*Tasks to perform*:
(1) List every aspect of tauopathy that the passage on chronic short sleep and tauopathy says chronic short sleep increases in the P301S model.
(2) Decide whether each statement agrees with the passage on chronic short sleep and tauopathy. Answer yes or no for each and quote the deciding words.
(a) Sleep loss acutely raises tau levels in both humans and mice.
(b) Chronic short sleep increases levels of the molecular chaperone BiP.
(c) Aim 1 uses in vivo calcium imaging of CAMKII neurons to check that calcium transients are suppressed.
(3) Extend the passage on chronic short sleep and tauopathy, starting after its last sentence.

*Passage provided*:
Chronic short sleep (CSS) is common in developed countries and yet is likely to be a key modifier of Alzheimer disease (AD), the most prevalent tauopathy in older adults. Sleep loss acutely increases tau in humans and in mice, and we have recently shown that CSS hastens the temporal progression of tauopathy in the P301S murine model of tauopathy, increasing all aspects of tauopathy, including soluble tau oligomers, pathologic tau aggregation, gliosis, neuron loss and neurobehavioral impairment. The fact that all aspects of tauopathy are impacted by sleep loss leads us to hypothesize that CSS targets a key upstream initiating factor. Hippocampal calcium/calmodulin dependent kinase II (HC CAMKII) neurons are among some of the most vulnerable neurons in AD and show early tau accumulation. We find that CSS massively increases calcium transients in HC CAMKII neurons, activates CAMKII and calpain, and induces uncompensated endoplasmic reticulum stress with loss of molecular chaperone BiP. Our overall hypothesis is that CSS results in excessive intracellular calcium bursts in HC CAMKII neurons, leading to sustained CAMKII and calpain activation, pathogenic tau modifications, and chronic uncompensated endoplasmic reticulum stress with loss of BiP that feeds back positively to perpetuate injury. Here we propose to critically test the role of each component of our working model in the biochemical, pathological and behavioral aspects of tauopathy and CSS-hastening of tauopathy in the P301S model.
In Aim 1, we will test the role of CSS-increased calcium and calpain in HC CAMKII neurons in the CSS HC tau changes by genetically suppressing local HC CAMKII calcium and calpain, while verifying suppressed calcium transients with in vivo calcium imaging of CAMKII neurons.

*Available data*:
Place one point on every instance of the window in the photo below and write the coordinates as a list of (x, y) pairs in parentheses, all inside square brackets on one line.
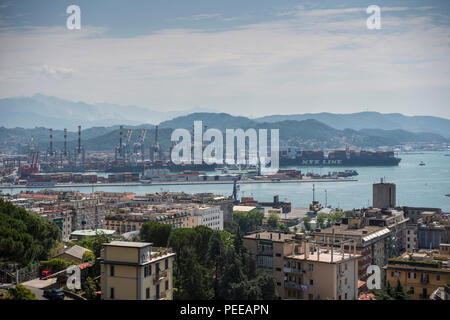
[(147, 271)]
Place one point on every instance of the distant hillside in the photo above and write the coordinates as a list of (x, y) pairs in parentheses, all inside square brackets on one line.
[(52, 112), (372, 120), (308, 133), (403, 136)]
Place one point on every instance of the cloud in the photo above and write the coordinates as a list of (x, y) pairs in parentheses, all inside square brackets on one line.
[(54, 72), (199, 17), (287, 66)]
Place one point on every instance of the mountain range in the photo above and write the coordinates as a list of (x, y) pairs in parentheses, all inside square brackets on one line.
[(372, 120), (322, 130), (52, 112)]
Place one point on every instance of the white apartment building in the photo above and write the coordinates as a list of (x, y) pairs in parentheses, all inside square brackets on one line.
[(209, 216)]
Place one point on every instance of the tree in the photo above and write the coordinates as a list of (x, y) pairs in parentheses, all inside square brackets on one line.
[(24, 236), (307, 223), (272, 221), (90, 290), (95, 244), (157, 233), (390, 293), (20, 292), (321, 218), (56, 264), (248, 221), (88, 256)]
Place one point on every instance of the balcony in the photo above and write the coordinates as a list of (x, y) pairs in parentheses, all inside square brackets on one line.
[(265, 253), (425, 280), (292, 270), (159, 276), (161, 296), (291, 285)]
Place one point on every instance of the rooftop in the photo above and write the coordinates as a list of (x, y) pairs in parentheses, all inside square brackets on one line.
[(92, 233), (343, 229), (128, 244), (324, 256), (276, 236)]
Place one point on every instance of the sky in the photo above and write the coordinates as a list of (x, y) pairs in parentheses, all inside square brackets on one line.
[(246, 57)]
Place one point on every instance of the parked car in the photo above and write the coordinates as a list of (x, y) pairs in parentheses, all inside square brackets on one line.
[(54, 294)]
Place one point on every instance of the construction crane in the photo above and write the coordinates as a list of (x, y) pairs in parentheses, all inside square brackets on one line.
[(127, 146), (155, 150)]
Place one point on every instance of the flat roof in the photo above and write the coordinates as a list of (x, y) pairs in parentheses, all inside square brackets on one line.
[(345, 230), (243, 208), (91, 233), (324, 256), (128, 244), (266, 236)]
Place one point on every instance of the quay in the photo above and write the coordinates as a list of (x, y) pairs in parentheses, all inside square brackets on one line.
[(162, 183)]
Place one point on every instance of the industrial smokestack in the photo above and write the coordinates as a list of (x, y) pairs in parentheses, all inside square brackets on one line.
[(79, 139), (120, 141), (51, 142), (65, 142)]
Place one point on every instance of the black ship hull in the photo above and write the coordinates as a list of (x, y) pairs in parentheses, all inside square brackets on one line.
[(353, 162)]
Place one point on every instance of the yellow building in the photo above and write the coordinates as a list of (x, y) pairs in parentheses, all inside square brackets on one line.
[(420, 273), (315, 272), (136, 271)]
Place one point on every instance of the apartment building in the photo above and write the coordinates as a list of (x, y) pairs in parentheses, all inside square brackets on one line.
[(420, 273), (316, 272), (209, 216), (270, 249), (373, 243), (123, 223), (87, 213), (136, 271), (63, 220)]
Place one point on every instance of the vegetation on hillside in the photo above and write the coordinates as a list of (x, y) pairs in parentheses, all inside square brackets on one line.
[(24, 236)]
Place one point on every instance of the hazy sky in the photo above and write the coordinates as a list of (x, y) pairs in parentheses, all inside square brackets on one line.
[(249, 57)]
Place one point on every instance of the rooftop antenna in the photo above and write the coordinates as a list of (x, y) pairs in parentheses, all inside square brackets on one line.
[(65, 142)]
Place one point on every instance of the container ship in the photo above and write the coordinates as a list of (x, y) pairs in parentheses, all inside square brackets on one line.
[(291, 157)]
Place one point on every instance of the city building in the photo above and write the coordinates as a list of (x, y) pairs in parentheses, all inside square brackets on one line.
[(63, 220), (270, 249), (373, 243), (136, 271), (420, 273), (317, 272), (74, 253), (211, 217), (384, 195)]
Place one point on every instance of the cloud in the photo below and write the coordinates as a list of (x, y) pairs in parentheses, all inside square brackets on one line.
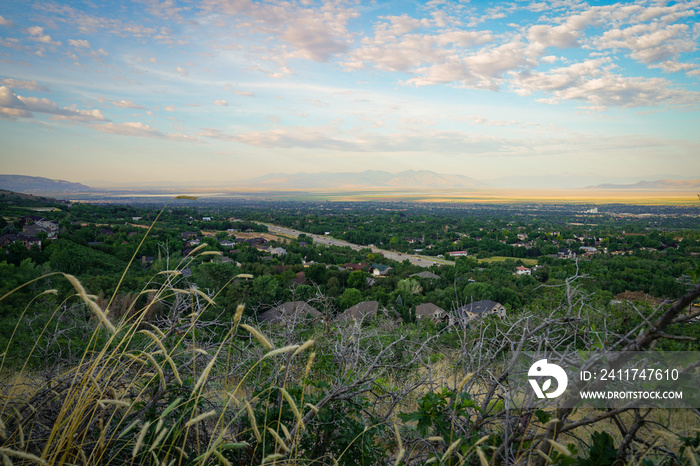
[(652, 44), (140, 130), (333, 138), (26, 85), (80, 43), (89, 24), (594, 83), (37, 34), (312, 32), (127, 104), (13, 106)]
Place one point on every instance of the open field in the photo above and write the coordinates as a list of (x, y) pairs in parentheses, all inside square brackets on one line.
[(495, 196)]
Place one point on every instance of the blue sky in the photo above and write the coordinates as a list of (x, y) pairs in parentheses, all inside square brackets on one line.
[(525, 93)]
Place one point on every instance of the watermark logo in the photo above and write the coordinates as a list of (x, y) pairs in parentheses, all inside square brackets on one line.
[(541, 369)]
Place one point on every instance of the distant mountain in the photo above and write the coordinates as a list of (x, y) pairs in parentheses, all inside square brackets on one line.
[(370, 179), (25, 200), (658, 184), (41, 186)]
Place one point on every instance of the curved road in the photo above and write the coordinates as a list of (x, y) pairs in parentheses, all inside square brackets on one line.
[(423, 261)]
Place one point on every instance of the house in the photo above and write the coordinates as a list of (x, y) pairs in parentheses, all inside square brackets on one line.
[(278, 251), (432, 312), (291, 311), (480, 309), (29, 219), (359, 312), (427, 275), (351, 266), (35, 229), (300, 279), (7, 239), (29, 241), (380, 270), (49, 225), (193, 242), (566, 254)]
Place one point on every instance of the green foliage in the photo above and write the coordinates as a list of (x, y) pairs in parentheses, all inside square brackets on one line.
[(601, 452), (349, 298)]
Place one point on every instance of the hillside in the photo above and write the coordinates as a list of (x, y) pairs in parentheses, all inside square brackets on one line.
[(657, 184), (41, 186), (370, 179), (25, 200)]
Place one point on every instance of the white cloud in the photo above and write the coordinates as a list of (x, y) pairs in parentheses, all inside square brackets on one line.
[(26, 85), (593, 83), (12, 105), (37, 34), (127, 104), (80, 43), (141, 130), (652, 44)]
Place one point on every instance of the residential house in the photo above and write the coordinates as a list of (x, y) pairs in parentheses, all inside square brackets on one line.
[(29, 241), (7, 239), (277, 251), (566, 254), (34, 230), (380, 270), (432, 312), (350, 266), (480, 309), (300, 279), (426, 275), (29, 219), (289, 312), (49, 226), (359, 312)]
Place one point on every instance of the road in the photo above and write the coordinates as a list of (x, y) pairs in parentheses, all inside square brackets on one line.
[(416, 259)]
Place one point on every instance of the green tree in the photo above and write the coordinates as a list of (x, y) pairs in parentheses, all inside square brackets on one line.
[(349, 298), (357, 279)]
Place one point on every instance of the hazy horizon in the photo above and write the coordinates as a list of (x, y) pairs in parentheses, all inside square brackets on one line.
[(544, 94)]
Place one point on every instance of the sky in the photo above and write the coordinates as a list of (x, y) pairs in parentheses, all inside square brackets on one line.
[(530, 93)]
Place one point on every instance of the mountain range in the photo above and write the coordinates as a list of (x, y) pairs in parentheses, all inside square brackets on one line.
[(658, 184), (41, 186), (369, 179)]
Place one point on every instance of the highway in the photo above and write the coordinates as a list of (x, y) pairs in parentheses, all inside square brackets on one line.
[(416, 259)]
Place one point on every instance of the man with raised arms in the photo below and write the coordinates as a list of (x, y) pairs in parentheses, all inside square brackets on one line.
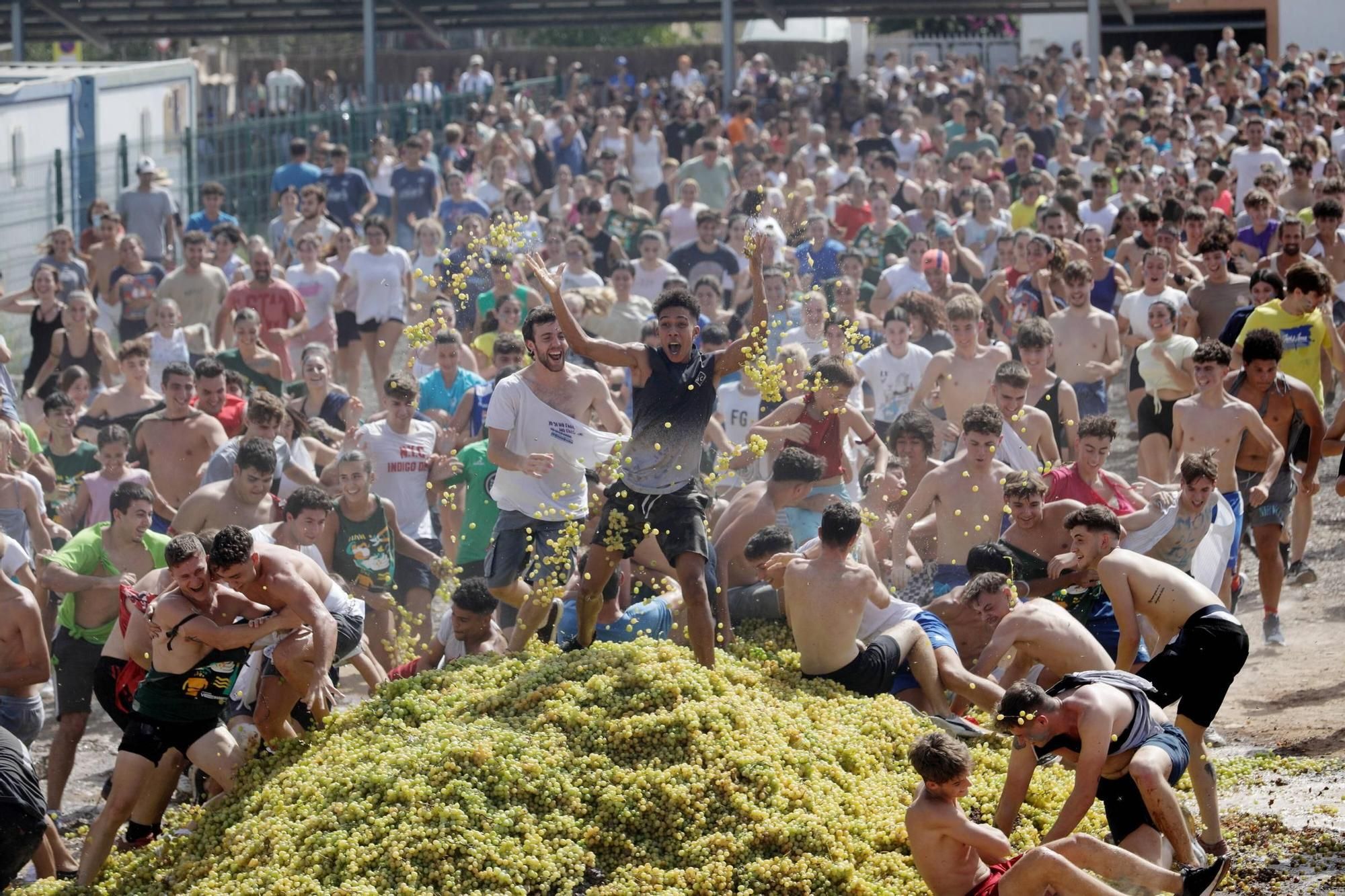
[(541, 442), (1039, 631), (957, 856), (326, 623), (969, 494), (1207, 646), (243, 499), (1087, 345), (177, 443), (1215, 420), (676, 391), (1291, 412), (825, 600), (961, 373), (196, 650)]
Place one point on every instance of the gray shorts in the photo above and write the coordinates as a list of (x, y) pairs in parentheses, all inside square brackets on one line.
[(22, 717), (1277, 507), (516, 552), (758, 600)]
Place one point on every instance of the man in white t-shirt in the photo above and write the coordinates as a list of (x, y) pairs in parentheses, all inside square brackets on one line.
[(894, 370), (306, 514), (408, 455), (543, 444), (1246, 162)]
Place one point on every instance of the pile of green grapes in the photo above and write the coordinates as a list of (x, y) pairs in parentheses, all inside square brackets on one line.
[(623, 768)]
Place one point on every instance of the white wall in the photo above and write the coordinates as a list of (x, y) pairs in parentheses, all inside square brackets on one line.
[(1312, 25), (1039, 30)]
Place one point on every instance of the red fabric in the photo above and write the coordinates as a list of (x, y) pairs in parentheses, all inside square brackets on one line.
[(232, 416), (991, 885), (824, 439), (406, 670)]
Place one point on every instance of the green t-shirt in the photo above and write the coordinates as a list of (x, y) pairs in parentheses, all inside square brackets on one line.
[(87, 556), (71, 469), (479, 513)]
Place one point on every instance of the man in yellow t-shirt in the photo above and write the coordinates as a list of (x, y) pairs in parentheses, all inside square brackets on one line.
[(1307, 330)]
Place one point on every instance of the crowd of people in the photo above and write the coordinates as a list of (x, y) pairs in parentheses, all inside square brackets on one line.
[(851, 354)]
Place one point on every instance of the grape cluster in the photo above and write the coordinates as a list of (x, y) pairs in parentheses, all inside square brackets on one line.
[(625, 763)]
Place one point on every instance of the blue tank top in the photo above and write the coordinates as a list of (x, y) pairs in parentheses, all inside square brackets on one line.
[(1105, 292), (666, 458)]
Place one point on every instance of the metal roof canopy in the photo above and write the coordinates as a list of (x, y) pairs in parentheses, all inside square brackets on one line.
[(102, 22)]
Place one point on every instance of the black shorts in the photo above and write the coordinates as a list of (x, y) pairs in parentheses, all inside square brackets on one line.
[(106, 689), (1156, 423), (679, 517), (1121, 798), (348, 330), (874, 670), (76, 662), (1199, 666), (21, 834), (375, 323), (414, 573), (151, 737)]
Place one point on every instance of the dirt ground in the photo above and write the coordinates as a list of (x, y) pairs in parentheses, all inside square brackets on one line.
[(1288, 700)]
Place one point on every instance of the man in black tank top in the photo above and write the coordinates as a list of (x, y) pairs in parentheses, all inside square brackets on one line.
[(660, 491)]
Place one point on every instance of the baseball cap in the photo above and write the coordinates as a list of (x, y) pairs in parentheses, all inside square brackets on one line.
[(937, 259)]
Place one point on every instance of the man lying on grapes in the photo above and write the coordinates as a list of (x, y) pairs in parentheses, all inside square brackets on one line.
[(958, 856)]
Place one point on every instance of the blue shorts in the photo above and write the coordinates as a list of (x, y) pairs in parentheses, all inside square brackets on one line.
[(949, 576), (939, 638), (1235, 501), (1093, 399), (805, 524)]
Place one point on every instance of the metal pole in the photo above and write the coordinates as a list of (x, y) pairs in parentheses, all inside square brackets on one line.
[(730, 76), (1094, 38), (371, 36), (17, 29)]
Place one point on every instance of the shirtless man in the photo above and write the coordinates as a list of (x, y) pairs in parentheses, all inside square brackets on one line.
[(244, 499), (1028, 436), (825, 599), (540, 482), (193, 638), (1213, 419), (328, 624), (25, 662), (1087, 348), (1207, 646), (1124, 751), (177, 443), (969, 493), (1047, 391), (127, 403), (961, 374), (956, 856), (1039, 631), (89, 572), (1291, 412), (755, 507)]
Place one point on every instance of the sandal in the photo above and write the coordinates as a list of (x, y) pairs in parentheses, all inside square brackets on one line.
[(1218, 848)]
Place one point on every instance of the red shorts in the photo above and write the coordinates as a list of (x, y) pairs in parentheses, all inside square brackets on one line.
[(991, 885)]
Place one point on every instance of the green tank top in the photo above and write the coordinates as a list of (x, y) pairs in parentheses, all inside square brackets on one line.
[(197, 694), (365, 553), (233, 360)]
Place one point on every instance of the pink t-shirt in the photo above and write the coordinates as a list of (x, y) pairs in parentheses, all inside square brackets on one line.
[(1066, 483)]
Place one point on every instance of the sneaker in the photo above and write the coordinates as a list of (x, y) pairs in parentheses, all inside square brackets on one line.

*Task answers*:
(1) Soluble tau oligomers, pathologic tau aggregation, gliosis, neuron loss, neurobehavioral impairment

(2)
(a) Yes: "Sleep loss acutely increases tau in humans and in mice"
(b) No: "induces uncompensated endoplasmic reticulum stress with loss of molecular chaperone BiP"
(c) Yes: "while verifying suppressed calcium transients with in vivo calcium imaging of CAMKII neurons"

(3)
In Aim 2, using pharmacologic inhibition and conditional HC transgenic knock down of CAMKII across CSS, we will determine to what role CAMKII induces CSS-induced HC ER stress and CSS effects on tauopathy, and in Aim 3, we will critically test the role of CSS-reduced BiP in the temporal progression of tauopathy and CSS effects on tauopathy. Collectively, the proposed studies will identify important in vivo mechanisms by which CSS hastens the temporal progression of tauopathy and will substantiate therapeutic avenues to lessen CSS exacerbation of tauopathy and tauopathy progression in general.
Chronic short sleep is increasingly common in the United States and is a risk factor for the most common tauopathy, Alzheimer disease. We recently discovered that chronic short sleep hastens the temporal progression of tauopathy. The proposed studies will identify mechanisms underlying the sleep loss- induced progression of tauopathy and thereby reveal therapeutic targets to prevent sleep loss worsening of tauopathies, including Alzheimer disease.